## The problem
Find every line in the records below that contains the word "head" and copy each one. Match case exactly.

## Records for the exercise

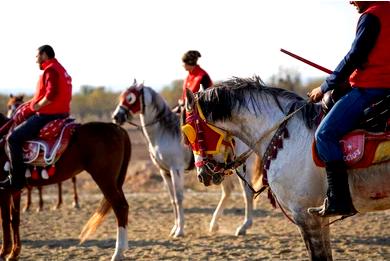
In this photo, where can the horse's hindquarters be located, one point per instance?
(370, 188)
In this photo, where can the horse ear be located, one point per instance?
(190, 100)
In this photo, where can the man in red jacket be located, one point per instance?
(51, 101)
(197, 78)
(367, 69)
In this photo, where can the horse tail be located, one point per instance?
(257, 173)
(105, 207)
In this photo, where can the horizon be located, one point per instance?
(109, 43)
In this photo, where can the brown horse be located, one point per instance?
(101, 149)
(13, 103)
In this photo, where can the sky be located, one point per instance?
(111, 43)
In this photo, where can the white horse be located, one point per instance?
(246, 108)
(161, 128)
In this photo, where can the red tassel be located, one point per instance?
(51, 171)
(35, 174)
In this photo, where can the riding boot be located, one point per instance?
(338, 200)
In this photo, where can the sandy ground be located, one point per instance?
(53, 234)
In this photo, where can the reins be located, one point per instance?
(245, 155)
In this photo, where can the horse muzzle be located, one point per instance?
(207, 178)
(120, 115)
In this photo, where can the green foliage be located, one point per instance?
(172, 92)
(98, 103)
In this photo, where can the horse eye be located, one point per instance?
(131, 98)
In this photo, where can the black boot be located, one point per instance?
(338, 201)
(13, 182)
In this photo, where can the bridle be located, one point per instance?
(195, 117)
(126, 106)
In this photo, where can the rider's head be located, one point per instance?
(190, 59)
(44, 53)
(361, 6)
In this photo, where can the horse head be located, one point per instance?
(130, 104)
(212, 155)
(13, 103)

==

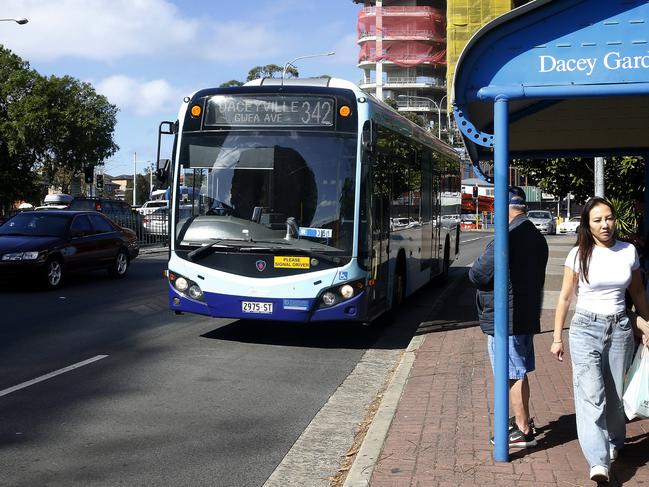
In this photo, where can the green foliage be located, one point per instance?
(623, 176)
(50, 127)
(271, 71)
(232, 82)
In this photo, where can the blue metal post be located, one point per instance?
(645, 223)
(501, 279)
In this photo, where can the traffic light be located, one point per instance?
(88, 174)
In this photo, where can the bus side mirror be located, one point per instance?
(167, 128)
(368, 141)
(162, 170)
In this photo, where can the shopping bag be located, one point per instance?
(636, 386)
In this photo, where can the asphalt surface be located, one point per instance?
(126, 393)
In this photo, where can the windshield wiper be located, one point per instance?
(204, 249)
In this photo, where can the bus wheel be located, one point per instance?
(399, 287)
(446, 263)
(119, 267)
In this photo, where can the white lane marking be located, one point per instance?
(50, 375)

## Response to this task
In this photo, where can the rider's head be located, one point per instance?
In this photo, where can the horse head be located, one point per instance?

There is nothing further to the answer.